Items listed in a dataset:
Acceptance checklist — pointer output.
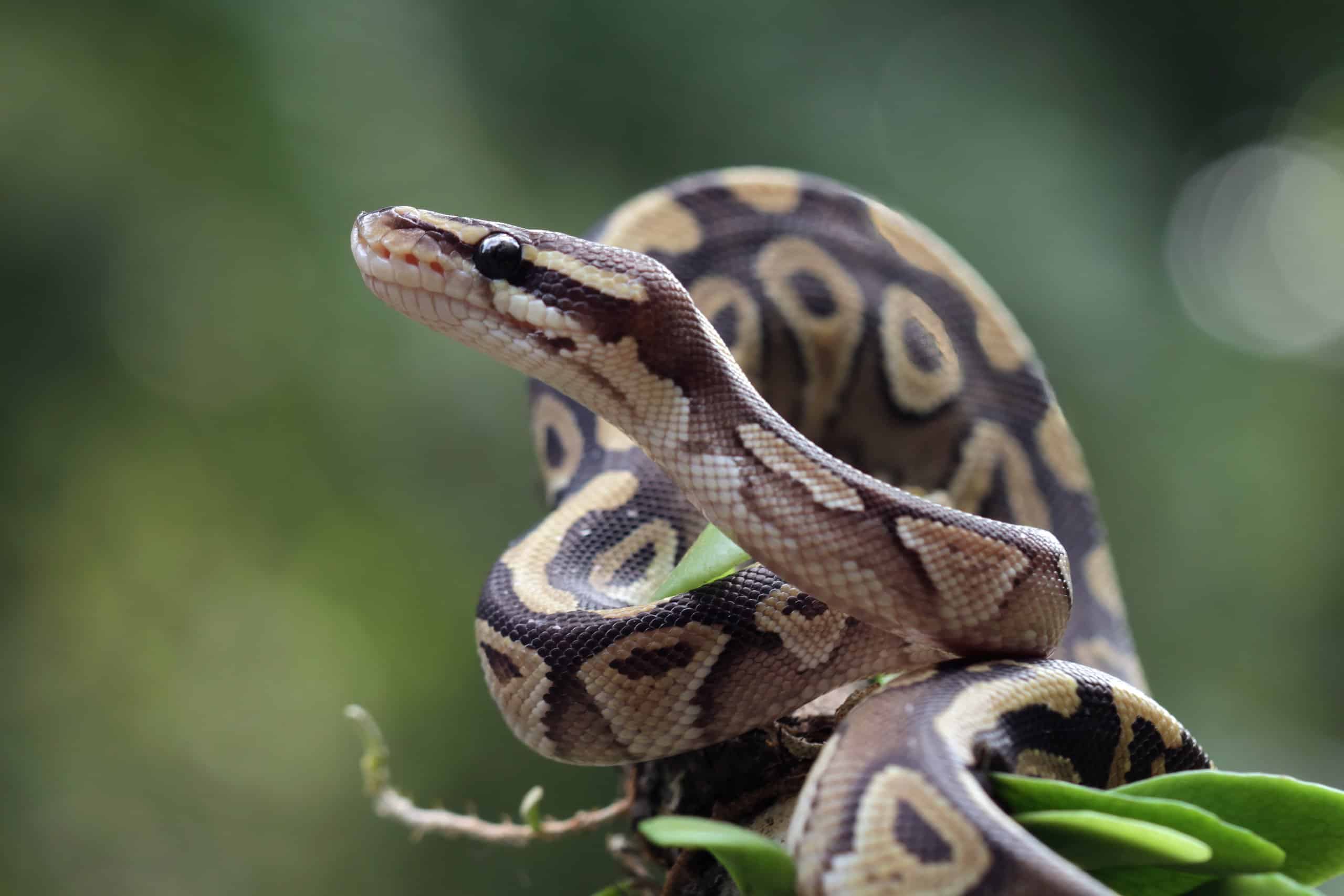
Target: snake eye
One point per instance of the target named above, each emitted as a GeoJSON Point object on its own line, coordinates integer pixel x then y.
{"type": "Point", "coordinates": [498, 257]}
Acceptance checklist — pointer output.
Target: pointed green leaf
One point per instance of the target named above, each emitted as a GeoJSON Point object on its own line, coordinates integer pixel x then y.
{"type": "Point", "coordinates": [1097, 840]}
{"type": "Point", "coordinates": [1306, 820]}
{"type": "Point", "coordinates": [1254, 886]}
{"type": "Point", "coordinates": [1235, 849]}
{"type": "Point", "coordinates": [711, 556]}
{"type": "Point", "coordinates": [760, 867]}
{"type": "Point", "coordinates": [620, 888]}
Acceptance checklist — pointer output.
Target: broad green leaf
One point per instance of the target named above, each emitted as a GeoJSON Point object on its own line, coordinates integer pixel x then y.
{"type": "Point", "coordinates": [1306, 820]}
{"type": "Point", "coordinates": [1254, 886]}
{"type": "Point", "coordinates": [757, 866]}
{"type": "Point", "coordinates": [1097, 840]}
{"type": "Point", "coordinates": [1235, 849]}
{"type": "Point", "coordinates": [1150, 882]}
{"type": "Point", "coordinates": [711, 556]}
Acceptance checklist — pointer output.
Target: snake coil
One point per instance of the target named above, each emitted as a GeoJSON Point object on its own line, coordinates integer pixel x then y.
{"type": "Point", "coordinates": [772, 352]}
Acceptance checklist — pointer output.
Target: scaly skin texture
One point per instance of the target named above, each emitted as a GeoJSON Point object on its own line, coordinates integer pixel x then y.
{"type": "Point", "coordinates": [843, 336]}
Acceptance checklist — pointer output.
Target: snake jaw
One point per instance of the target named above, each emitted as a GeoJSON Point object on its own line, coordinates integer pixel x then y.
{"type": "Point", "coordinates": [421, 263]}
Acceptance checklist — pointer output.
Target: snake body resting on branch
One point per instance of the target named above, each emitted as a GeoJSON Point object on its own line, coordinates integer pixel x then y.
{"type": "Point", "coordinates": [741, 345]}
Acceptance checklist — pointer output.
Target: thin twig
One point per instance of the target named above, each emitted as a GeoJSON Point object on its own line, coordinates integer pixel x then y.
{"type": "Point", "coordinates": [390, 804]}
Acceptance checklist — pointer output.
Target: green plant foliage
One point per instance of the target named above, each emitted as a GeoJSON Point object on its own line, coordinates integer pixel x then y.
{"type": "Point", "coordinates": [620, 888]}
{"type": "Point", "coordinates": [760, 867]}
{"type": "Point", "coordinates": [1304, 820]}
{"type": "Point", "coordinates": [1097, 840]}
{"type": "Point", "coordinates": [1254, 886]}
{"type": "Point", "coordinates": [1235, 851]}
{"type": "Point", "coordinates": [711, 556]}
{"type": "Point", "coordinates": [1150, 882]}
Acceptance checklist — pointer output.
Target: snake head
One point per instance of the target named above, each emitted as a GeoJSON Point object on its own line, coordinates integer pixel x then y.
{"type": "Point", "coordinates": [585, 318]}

### Assigned task
Print the lines above from the one with "Target: thin twig" through the one with "Target: green plant foliage", both included, exactly as written and nothing more.

### Answer below
Target: thin twig
One point per instance of the target named above, each emitted as a GeoJSON Point object on its own line, coordinates integer pixel x then y.
{"type": "Point", "coordinates": [390, 804]}
Acceptance checklist — pointer output.
Target: green plant foliage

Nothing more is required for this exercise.